> _About this exercise_
Whatever runs from the line with "One point per instance, written like point(104, 181)" to the end of the records below must be copied exactly, with nothing else included.
##### Material for this task
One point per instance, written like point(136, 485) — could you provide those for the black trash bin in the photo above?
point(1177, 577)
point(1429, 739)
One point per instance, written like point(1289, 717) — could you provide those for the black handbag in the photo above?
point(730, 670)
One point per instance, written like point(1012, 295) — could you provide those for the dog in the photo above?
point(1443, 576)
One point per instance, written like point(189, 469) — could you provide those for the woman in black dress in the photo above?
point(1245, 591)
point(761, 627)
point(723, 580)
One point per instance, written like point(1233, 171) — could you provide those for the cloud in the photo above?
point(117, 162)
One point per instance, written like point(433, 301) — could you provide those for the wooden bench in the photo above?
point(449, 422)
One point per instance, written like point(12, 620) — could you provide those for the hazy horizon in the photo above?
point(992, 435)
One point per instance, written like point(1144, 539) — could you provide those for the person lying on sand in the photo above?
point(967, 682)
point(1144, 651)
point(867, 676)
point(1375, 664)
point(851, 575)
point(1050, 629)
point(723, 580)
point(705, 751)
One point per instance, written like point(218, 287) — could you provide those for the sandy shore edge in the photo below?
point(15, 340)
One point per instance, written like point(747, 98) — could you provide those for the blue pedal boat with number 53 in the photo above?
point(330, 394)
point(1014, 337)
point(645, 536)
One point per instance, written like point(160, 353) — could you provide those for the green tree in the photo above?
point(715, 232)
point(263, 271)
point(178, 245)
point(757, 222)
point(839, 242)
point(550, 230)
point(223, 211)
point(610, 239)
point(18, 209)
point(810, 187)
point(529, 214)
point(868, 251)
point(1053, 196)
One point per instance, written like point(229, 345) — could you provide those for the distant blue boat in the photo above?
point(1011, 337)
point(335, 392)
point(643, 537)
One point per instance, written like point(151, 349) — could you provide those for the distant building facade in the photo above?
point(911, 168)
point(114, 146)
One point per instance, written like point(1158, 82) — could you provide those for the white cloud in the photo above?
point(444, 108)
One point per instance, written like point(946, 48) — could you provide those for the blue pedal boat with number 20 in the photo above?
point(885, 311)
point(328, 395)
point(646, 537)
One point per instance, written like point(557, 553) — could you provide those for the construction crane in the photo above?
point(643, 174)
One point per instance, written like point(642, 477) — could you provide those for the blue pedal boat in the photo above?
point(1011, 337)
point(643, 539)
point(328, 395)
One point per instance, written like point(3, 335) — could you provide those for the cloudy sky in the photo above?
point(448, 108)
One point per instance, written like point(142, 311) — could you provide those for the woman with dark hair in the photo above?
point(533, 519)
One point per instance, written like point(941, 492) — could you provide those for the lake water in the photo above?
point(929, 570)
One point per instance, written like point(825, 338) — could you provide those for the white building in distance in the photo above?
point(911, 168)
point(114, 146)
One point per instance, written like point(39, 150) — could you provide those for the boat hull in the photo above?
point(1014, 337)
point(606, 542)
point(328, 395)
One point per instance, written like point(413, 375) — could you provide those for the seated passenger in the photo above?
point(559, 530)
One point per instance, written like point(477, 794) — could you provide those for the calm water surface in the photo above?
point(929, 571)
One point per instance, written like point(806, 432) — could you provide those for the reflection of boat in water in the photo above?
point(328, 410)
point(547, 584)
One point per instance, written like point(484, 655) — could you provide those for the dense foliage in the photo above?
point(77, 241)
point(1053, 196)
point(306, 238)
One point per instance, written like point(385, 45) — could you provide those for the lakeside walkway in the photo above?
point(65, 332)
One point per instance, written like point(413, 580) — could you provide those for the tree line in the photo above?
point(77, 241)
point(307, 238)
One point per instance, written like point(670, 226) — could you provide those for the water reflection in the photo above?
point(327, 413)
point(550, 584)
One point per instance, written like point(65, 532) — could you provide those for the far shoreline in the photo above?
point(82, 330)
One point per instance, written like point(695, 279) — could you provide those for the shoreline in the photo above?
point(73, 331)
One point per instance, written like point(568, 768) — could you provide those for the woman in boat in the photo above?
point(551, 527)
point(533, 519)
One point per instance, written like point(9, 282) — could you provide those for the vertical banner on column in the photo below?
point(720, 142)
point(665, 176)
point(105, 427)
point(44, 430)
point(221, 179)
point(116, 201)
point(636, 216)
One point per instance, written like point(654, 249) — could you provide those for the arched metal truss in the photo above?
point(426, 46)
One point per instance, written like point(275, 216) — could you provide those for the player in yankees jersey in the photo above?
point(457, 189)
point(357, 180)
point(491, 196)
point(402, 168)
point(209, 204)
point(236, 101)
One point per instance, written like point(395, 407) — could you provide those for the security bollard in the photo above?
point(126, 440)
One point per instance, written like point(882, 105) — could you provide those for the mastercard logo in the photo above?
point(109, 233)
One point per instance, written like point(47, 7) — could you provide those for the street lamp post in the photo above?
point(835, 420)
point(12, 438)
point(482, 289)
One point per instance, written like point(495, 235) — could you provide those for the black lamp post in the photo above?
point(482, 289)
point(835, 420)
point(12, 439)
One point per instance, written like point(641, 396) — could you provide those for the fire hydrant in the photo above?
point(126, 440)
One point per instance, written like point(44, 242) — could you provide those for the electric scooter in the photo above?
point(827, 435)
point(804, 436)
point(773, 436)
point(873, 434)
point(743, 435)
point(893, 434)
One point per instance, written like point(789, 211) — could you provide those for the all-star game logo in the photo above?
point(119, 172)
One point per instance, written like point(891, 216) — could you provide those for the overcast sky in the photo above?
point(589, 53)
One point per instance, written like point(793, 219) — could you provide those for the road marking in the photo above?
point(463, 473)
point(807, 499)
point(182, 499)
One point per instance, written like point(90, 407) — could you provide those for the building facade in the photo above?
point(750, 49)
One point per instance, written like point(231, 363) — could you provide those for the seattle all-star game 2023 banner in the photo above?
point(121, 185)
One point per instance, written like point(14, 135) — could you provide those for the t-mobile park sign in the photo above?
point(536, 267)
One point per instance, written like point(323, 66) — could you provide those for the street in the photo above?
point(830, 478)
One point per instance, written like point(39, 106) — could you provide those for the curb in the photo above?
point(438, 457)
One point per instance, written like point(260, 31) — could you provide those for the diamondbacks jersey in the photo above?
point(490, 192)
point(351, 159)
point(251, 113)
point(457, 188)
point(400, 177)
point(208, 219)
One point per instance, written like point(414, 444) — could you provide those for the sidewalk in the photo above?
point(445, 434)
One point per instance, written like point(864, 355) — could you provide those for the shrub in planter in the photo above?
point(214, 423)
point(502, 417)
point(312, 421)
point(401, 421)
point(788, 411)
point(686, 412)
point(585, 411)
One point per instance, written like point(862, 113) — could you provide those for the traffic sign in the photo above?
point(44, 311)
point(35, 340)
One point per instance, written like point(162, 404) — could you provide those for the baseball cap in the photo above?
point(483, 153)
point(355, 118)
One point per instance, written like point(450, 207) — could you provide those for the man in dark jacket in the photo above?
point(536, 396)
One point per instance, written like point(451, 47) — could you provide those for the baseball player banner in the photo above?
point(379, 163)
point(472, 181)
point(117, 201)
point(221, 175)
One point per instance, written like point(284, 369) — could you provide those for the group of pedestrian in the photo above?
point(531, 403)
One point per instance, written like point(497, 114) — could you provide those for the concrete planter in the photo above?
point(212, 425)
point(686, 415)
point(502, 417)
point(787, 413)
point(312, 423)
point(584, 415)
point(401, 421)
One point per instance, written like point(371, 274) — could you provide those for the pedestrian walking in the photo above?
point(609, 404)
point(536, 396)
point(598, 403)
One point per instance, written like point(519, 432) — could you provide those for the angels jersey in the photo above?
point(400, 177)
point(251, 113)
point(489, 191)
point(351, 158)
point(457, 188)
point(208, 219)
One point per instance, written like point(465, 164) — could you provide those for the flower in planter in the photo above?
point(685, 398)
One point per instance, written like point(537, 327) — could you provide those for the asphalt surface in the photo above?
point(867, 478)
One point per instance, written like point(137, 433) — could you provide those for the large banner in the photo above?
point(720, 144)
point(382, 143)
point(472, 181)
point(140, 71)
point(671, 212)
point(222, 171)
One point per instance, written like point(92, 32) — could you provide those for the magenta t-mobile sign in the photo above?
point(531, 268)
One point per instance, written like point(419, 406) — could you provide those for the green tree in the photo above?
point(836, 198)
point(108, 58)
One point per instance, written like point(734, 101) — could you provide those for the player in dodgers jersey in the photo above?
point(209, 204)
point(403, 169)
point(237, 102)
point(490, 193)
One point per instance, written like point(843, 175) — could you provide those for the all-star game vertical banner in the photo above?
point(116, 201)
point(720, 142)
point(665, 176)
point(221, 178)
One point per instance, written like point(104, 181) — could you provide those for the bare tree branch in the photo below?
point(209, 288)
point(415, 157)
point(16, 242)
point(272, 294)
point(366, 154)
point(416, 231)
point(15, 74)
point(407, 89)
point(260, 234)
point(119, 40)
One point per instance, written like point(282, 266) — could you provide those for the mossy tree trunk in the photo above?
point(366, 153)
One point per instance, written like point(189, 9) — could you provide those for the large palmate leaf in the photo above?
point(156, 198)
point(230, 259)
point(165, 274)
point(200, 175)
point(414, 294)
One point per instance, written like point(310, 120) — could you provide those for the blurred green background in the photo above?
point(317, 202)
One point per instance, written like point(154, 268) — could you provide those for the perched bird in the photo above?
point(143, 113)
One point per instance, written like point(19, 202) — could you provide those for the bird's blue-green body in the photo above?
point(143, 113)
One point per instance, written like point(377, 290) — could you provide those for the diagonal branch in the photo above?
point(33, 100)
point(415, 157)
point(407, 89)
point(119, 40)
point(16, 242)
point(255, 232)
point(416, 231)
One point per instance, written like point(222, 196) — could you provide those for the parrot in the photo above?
##########
> _Your response_
One point per instance, written like point(104, 181) — could you provide those for the bare tree branch in the photo below?
point(209, 288)
point(415, 157)
point(16, 242)
point(272, 294)
point(366, 154)
point(416, 231)
point(15, 74)
point(407, 89)
point(260, 234)
point(119, 40)
One point per instance, written like point(282, 266) — could you provide those for the mossy tree trunk in the photo above?
point(366, 153)
One point per instance, written like point(189, 9) — could you provide those for the large palmate leaf in the photo above?
point(156, 198)
point(230, 259)
point(165, 274)
point(200, 175)
point(414, 294)
One point per instance, written like point(310, 120) — could you provide those for the blurred green background in the photo above?
point(317, 202)
One point per instance, written like point(154, 268) — could you provide those for the perched bird in the photo above?
point(143, 113)
One point per instance, written like point(19, 202) — could you provide those for the bird's blue-green body in the photo above?
point(143, 113)
One point per instance, written like point(377, 290) — could you provide those for the diagonal branch in the photo above?
point(33, 100)
point(415, 157)
point(407, 89)
point(119, 40)
point(16, 242)
point(255, 232)
point(416, 231)
One point per instance, written like point(222, 196) — could you provide those for the parrot in the photo above?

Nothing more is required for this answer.